YOUR TASK - When a record contains an image, skip the image and retype the rest of that record exactly.

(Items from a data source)

□ □ □ □

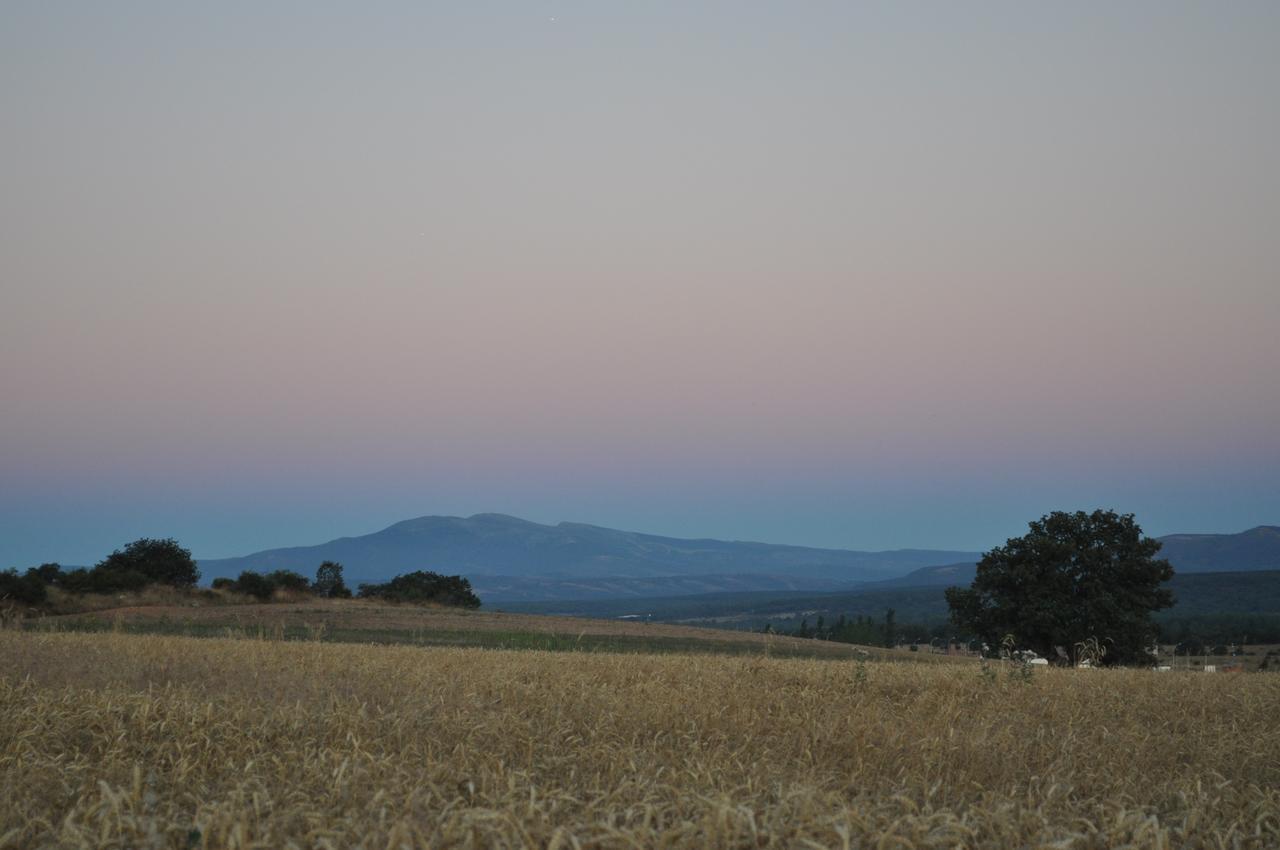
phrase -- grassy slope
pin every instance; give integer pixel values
(163, 741)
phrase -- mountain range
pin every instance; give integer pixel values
(519, 560)
(508, 558)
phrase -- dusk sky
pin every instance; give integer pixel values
(867, 275)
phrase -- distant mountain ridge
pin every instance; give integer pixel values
(512, 560)
(493, 544)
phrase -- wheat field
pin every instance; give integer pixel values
(114, 740)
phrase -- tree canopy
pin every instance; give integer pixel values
(149, 561)
(1073, 577)
(329, 583)
(423, 586)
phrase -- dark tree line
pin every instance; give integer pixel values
(140, 563)
(163, 562)
(421, 586)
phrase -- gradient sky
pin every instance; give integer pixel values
(867, 275)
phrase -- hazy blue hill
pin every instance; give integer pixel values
(1197, 594)
(492, 544)
(1253, 549)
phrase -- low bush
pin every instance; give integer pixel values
(424, 586)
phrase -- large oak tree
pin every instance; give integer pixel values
(1072, 579)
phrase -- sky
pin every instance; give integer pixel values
(865, 275)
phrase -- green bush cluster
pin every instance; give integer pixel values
(421, 586)
(264, 586)
(140, 563)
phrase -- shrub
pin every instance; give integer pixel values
(24, 589)
(159, 561)
(329, 583)
(289, 580)
(254, 584)
(424, 586)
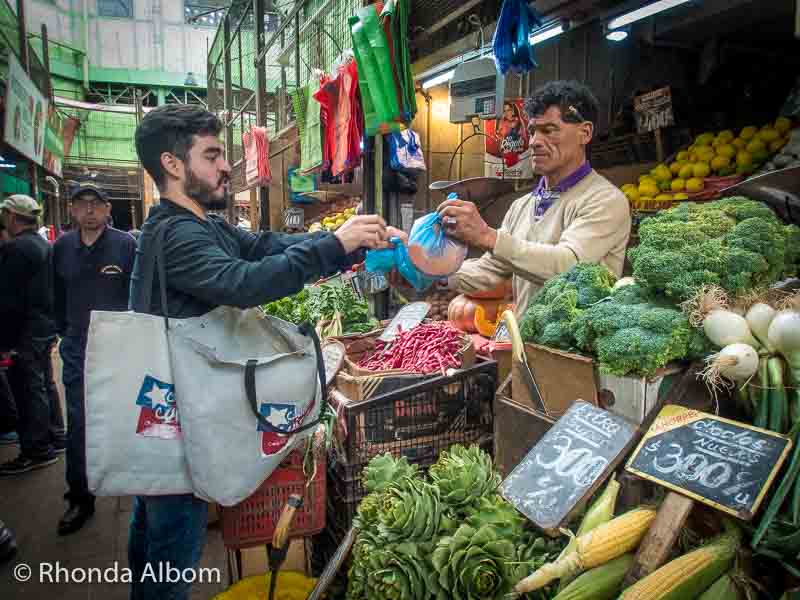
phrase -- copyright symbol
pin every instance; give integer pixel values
(22, 573)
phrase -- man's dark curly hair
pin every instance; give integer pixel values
(171, 128)
(575, 100)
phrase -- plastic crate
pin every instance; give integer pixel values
(252, 522)
(420, 420)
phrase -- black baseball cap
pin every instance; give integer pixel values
(81, 187)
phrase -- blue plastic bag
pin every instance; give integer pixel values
(511, 43)
(387, 259)
(429, 235)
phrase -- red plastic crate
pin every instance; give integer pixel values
(252, 521)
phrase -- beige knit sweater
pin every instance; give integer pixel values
(591, 222)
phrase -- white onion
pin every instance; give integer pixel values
(759, 318)
(724, 328)
(737, 362)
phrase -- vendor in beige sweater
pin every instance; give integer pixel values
(573, 215)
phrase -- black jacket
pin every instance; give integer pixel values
(211, 263)
(26, 289)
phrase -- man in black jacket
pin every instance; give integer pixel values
(26, 306)
(210, 263)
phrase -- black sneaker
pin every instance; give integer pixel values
(8, 545)
(23, 464)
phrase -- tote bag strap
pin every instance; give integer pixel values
(250, 387)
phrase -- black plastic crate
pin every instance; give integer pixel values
(420, 420)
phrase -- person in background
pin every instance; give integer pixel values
(574, 214)
(26, 310)
(210, 263)
(93, 265)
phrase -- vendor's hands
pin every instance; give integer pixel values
(463, 221)
(365, 231)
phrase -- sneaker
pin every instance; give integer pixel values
(9, 439)
(23, 464)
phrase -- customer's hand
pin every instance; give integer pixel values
(366, 231)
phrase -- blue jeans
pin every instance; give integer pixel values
(73, 355)
(165, 529)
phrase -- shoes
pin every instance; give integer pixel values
(9, 439)
(23, 464)
(8, 545)
(75, 518)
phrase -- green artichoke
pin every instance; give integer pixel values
(384, 470)
(475, 563)
(463, 475)
(411, 510)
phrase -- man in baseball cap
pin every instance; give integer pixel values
(28, 304)
(93, 264)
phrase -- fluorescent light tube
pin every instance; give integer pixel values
(439, 79)
(644, 12)
(545, 33)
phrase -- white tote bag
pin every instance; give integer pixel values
(134, 442)
(249, 390)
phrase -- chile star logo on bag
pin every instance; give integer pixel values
(283, 418)
(158, 417)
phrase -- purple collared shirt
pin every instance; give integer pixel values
(544, 197)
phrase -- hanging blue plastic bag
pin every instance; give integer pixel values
(511, 44)
(387, 259)
(431, 250)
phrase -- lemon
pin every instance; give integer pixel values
(694, 185)
(648, 189)
(725, 136)
(777, 145)
(744, 159)
(768, 134)
(783, 125)
(633, 195)
(705, 154)
(748, 133)
(701, 169)
(727, 150)
(704, 139)
(720, 162)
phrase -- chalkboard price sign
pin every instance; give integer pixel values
(567, 464)
(716, 461)
(407, 318)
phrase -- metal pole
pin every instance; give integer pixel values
(259, 9)
(228, 105)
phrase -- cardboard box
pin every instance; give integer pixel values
(564, 377)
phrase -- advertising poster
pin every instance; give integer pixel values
(507, 152)
(26, 113)
(54, 144)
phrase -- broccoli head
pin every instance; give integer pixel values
(551, 315)
(735, 242)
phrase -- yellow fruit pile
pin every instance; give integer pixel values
(333, 222)
(720, 155)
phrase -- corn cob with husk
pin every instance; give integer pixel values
(724, 588)
(602, 511)
(601, 583)
(601, 545)
(689, 575)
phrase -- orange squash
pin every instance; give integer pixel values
(461, 312)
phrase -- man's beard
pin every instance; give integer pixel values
(203, 194)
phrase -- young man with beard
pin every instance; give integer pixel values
(573, 214)
(210, 263)
(93, 266)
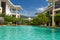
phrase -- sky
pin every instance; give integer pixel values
(30, 7)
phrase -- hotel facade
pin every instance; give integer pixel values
(7, 7)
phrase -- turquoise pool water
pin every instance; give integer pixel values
(29, 33)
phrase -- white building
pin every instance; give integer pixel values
(6, 6)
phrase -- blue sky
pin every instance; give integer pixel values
(30, 7)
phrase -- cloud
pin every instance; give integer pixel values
(41, 9)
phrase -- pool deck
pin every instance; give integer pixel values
(30, 25)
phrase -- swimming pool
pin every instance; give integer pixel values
(29, 33)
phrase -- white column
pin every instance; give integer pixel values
(0, 3)
(53, 14)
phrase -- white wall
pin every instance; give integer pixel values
(0, 3)
(8, 10)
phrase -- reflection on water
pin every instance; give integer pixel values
(29, 33)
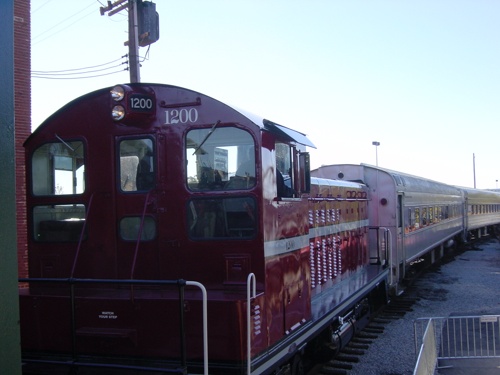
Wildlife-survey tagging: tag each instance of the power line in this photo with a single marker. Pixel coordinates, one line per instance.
(66, 20)
(81, 73)
(77, 69)
(93, 76)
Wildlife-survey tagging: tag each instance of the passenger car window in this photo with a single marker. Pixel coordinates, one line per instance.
(58, 168)
(137, 165)
(220, 159)
(222, 218)
(59, 223)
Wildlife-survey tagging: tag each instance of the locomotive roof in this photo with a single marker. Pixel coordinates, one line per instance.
(261, 122)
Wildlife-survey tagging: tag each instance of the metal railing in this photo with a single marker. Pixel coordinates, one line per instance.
(439, 340)
(181, 285)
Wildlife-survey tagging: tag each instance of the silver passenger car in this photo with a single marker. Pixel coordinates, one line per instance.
(483, 211)
(411, 216)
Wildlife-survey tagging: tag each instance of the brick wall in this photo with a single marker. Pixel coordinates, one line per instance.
(22, 108)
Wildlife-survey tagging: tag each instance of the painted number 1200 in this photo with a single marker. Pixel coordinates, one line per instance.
(181, 116)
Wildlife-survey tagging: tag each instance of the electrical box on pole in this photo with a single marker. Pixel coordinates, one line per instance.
(149, 23)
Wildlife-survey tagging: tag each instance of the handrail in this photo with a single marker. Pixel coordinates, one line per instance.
(251, 283)
(82, 233)
(180, 283)
(139, 235)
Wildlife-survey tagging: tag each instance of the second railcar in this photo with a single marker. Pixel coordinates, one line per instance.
(482, 208)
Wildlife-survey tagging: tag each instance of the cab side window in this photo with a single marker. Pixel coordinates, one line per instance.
(284, 170)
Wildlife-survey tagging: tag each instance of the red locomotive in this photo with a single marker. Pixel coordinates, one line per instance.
(171, 232)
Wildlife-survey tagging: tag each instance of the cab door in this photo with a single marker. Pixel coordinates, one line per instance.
(136, 208)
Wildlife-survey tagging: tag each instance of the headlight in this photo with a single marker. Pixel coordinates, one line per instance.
(118, 112)
(117, 93)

□ □ □ □

PROBLEM SOLUTION -
phrase -- grassy slope
pin every instance; give integer pixel values
(163, 741)
phrase -- mountain range
pin every instance; give integer pixel values
(519, 560)
(508, 558)
phrase -- dusk sky
pin every instance; give integer pixel values
(867, 275)
phrase -- distant mountain ridge
pin every instance; give integer pixel values
(512, 560)
(493, 544)
phrase -- wheat field
pin every instance; give integer pixel values
(114, 740)
phrase -- tree canopy
pin every instance; give integer pixel values
(149, 561)
(1073, 577)
(329, 583)
(423, 586)
phrase -- dark tree line
pin every instance; give integer pixel values
(140, 563)
(163, 562)
(421, 586)
phrase -- gradient sky
pin every instance; give integer pixel values
(867, 275)
phrase -- hazy blue hill
pin every instance; give integer pixel values
(1197, 594)
(492, 544)
(1253, 549)
phrase -- low bush
pin every instance; give integer pixel values
(424, 586)
phrase -- large oak tree
pin every instance; give integer pixel values
(1072, 579)
phrase -- sky
pin every instance; give integer pixel values
(865, 275)
phrase -- green bush cluster
pin every instance; give integer pixel values
(421, 586)
(264, 586)
(140, 563)
phrase -- shrub
pin every instance; give integer pixel values
(24, 589)
(159, 561)
(329, 583)
(289, 580)
(254, 584)
(424, 586)
phrase -- copyright symbol
pin every instance; give integer pixel values
(22, 573)
phrase -- man's dark curly hair
pin every instance; give integer pixel values
(171, 128)
(575, 100)
phrase -- plastic crate
pin every instance; give integer pixel values
(252, 522)
(420, 420)
phrase -- black baseball cap
pin every instance; give integer pixel values
(81, 187)
phrase -- blue plastic bag
pin every instance; give integer pixel values
(511, 43)
(387, 259)
(429, 235)
phrase -- red plastic crate
pin every instance; give integer pixel values
(252, 521)
phrase -- beige knit sweater
pin every instance; give integer pixel values
(591, 222)
phrase -- white onion
pin every instance; give integer pixel values
(759, 318)
(724, 328)
(737, 362)
phrase -- vendor in beige sweater
pin every instance; give integer pixel values
(573, 215)
phrase -- black jacket
pin every instance; give integer pixel values
(211, 263)
(26, 289)
phrase -- man in black jacket
pin every instance; give integer pixel values
(26, 306)
(210, 263)
phrase -- black sneaker
pin every instance; give integer pixel values
(8, 545)
(23, 464)
phrase -- tote bag strap
pin every instance; give integer pixel values
(250, 387)
phrase -- black plastic crate
pin every instance; give integer pixel values
(420, 420)
phrase -- person in background
pin every instance; give integer pixel values
(574, 214)
(26, 310)
(210, 263)
(93, 265)
phrase -- vendor's hands
pin every instance; give integer pixel values
(463, 221)
(365, 231)
phrase -- sneaker
pin every instance; give integer pixel values
(9, 439)
(23, 464)
phrase -- customer's hand
pin every instance; give integer pixel values
(366, 231)
phrase -- blue jeans
pin every instance; give integer pixel values
(73, 355)
(165, 529)
phrase -- shoes
pin every instance; give integer pixel values
(9, 439)
(23, 464)
(8, 545)
(75, 518)
phrase -- green artichoke
pin every instance; give integer pixel values
(384, 470)
(475, 563)
(463, 475)
(411, 510)
phrase -- man in baseball cap
pin every instance; give integer pixel values
(28, 304)
(93, 264)
phrase -- fluorescent light tube
pin every instance; give integer pixel values
(439, 79)
(644, 12)
(545, 33)
phrase -- white tote bag
pin every instance; give integer pixel values
(134, 442)
(249, 390)
phrase -- chile star logo on bag
pin every instance; give integer pixel values
(283, 418)
(158, 417)
phrase -- purple collared shirt
pin every instance; give integer pixel values
(544, 197)
phrase -- hanging blue plastic bag
pin every instance; give integer pixel values
(511, 44)
(387, 259)
(431, 250)
phrase -- lemon
pin every instance; give integer pixel values
(694, 185)
(648, 189)
(725, 136)
(777, 145)
(744, 159)
(768, 134)
(783, 125)
(633, 195)
(705, 154)
(748, 133)
(701, 169)
(727, 150)
(704, 139)
(720, 162)
phrase -- chalkboard price sign
pin every instance; give integer pixel values
(567, 464)
(716, 461)
(407, 318)
phrase -- metal pole
pin every instance; give integer pixel values
(259, 9)
(228, 105)
phrase -- cardboard box
pin every instance; give integer pixel values
(564, 377)
phrase -- advertising poster
pin every instance; give integer pixel values
(507, 152)
(26, 113)
(54, 144)
phrase -- broccoli head
pin every instance; give integer pixel values
(551, 315)
(735, 242)
phrase -- yellow fruit pile
pin every instance; give integer pixel values
(333, 222)
(720, 155)
phrase -- corn cob with husk
pin every instance; give integer pixel values
(724, 588)
(602, 511)
(601, 583)
(601, 545)
(689, 575)
phrase -- orange squash
pin every instance; give integer pixel values
(461, 312)
phrase -- man's beard
pin every instance; give integer pixel values
(203, 194)
phrase -- young man with beard
pin every instance; give integer pixel values
(573, 214)
(210, 263)
(93, 266)
phrase -- sky
pin every instance; give integer pixel values
(30, 7)
phrase -- hotel facade
pin every instance; give integer pixel values
(7, 7)
phrase -- turquoise pool water
pin every instance; give integer pixel values
(29, 33)
phrase -- white building
pin every instance; give integer pixel values
(6, 6)
phrase -- blue sky
pin every instance; give integer pixel values
(30, 7)
phrase -- cloud
pin every instance; give integer pixel values
(41, 9)
phrase -- pool deck
pin every instance; give integer pixel values
(30, 25)
phrase -- swimming pool
pin every instance; give integer pixel values
(29, 33)
phrase -- white column
pin every instance; give integer pixel values
(0, 3)
(53, 14)
phrase -- white wall
pin every instance; give integer pixel values
(0, 3)
(8, 10)
phrase -- reflection on water
pin every instance; give integer pixel values
(29, 33)
Wildlife-survey tagging: tag each instance of the power line in this photo with a single marker. Pixel coordinates, one line per instance.
(66, 20)
(81, 73)
(77, 69)
(93, 76)
Wildlife-survey tagging: tag each instance of the passenger car window in this photo with a single marker. Pixel coordinates, one line per instance.
(58, 168)
(137, 165)
(220, 159)
(222, 218)
(59, 223)
Wildlife-survey tagging: tag each instance of the locomotive roof in this photo with a single marker. Pixel coordinates, one line per instance.
(261, 122)
Wildlife-survey tagging: tag each instance of the metal railing in this photo with a single marker. Pixel coordinates, one line per instance.
(439, 340)
(181, 285)
Wildlife-survey tagging: tag each instance of the silver passenger car in this photo with a single marker. Pixel coordinates, one line per instance.
(483, 211)
(411, 216)
Wildlife-survey tagging: tag each instance of the brick wall in this photo with a single marker. Pixel coordinates, one line per instance.
(22, 108)
Wildlife-survey tagging: tag each instance of the painted number 1200 in this photo with a single marker. Pixel coordinates, one line per instance.
(181, 116)
Wildlife-survey tagging: tag each instance of the electrical box on pole in this photo with a single marker. Pixel coordinates, one line per instance.
(149, 23)
Wildlife-survey tagging: tag each instance of the handrail in this photo with a single marker. Pixel coordinates, one line per instance.
(251, 283)
(82, 233)
(180, 283)
(139, 235)
Wildlife-survey tagging: tag each instance of the second railcar in this photo with a single marker. Pixel coordinates, one line per instance.
(482, 208)
Wildlife-survey tagging: tag each instance of the cab side window in this photo with a single marker. Pixel coordinates, one line per instance.
(284, 170)
Wildlife-survey tagging: tag each instance of the red locomotive in this photo with a single marker. Pixel coordinates, one line per instance.
(171, 232)
Wildlife-survey tagging: tag each instance of the cab door in this photo with a single marker. Pixel coordinates, one line per instance.
(136, 208)
Wildlife-survey tagging: tag each instance of the headlight in this photo with a single marker. Pixel coordinates, one line per instance.
(118, 112)
(117, 93)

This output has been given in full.